Update every one of the records below by replacing "wooden table" with "dining table" and keeping everything else unchanged. Leave the pictures out of your answer.

::::

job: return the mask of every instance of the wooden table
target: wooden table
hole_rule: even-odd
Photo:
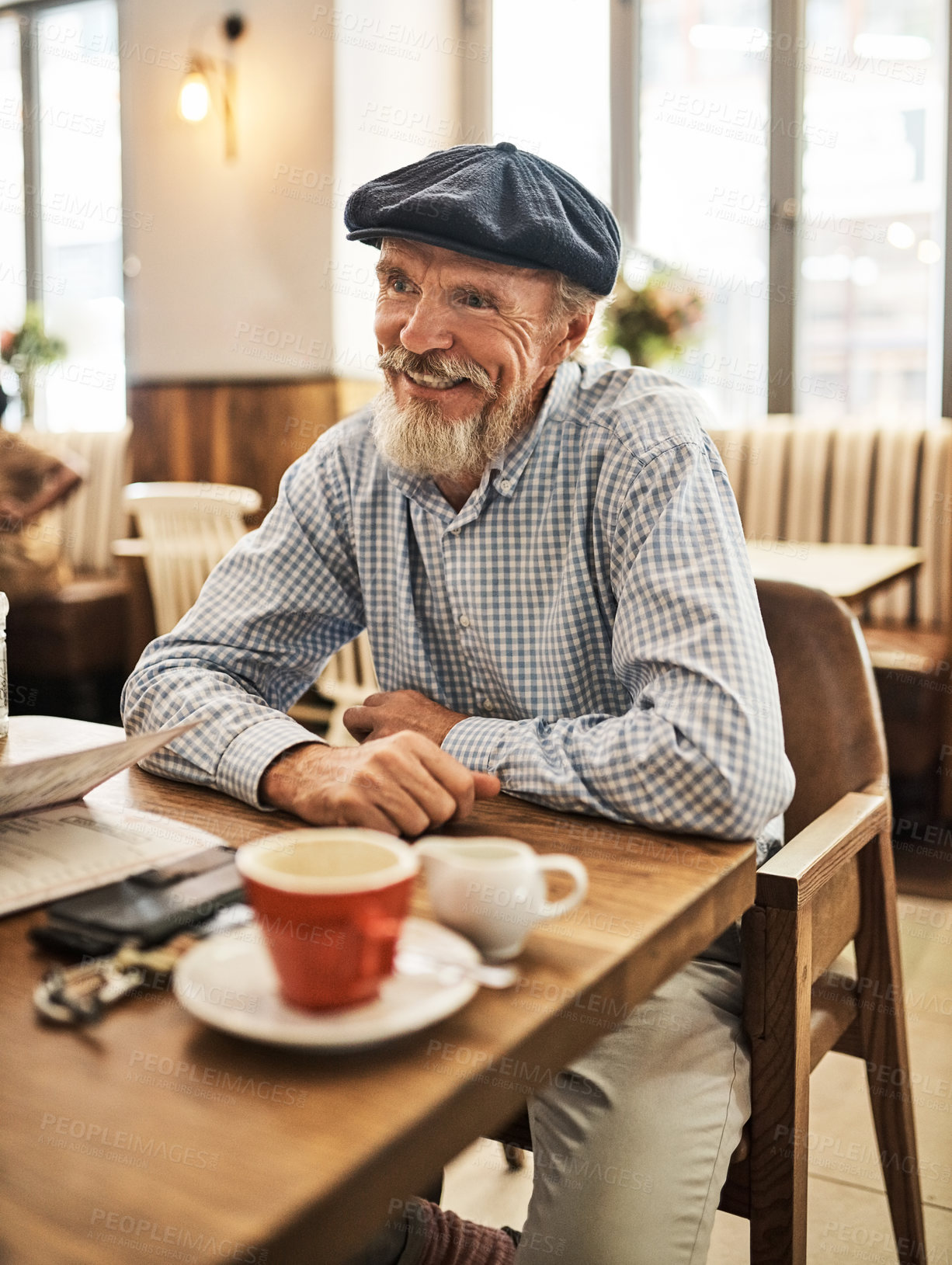
[[[115,734],[15,717],[5,759]],[[297,824],[139,769],[88,798],[235,845]],[[0,1260],[258,1261],[267,1247],[268,1265],[343,1261],[754,899],[752,844],[659,835],[507,796],[451,832],[580,856],[589,896],[532,934],[516,987],[480,992],[425,1032],[362,1054],[243,1042],[193,1020],[164,987],[97,1027],[47,1027],[30,992],[49,959],[25,937],[42,915],[4,920]],[[422,892],[415,912],[426,916]]]
[[[914,574],[925,550],[912,545],[828,545],[799,540],[748,540],[755,579],[823,588],[847,606],[862,607],[874,593]]]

::::

**SOLUTION BELOW**
job: return the mask of every instance of the dining table
target: dining table
hole_rule: even-odd
Photo:
[[[115,734],[15,717],[5,759]],[[297,824],[139,769],[88,798],[235,845]],[[0,1260],[258,1261],[267,1247],[268,1265],[343,1261],[754,899],[752,844],[659,835],[507,796],[451,832],[580,856],[589,896],[532,934],[516,987],[480,992],[425,1032],[362,1054],[243,1042],[193,1020],[164,987],[97,1027],[47,1027],[30,992],[49,959],[25,937],[42,915],[4,920]],[[422,892],[415,912],[426,916]]]
[[[914,574],[925,550],[912,545],[828,545],[799,540],[748,540],[755,579],[823,588],[847,606],[862,607],[874,593]]]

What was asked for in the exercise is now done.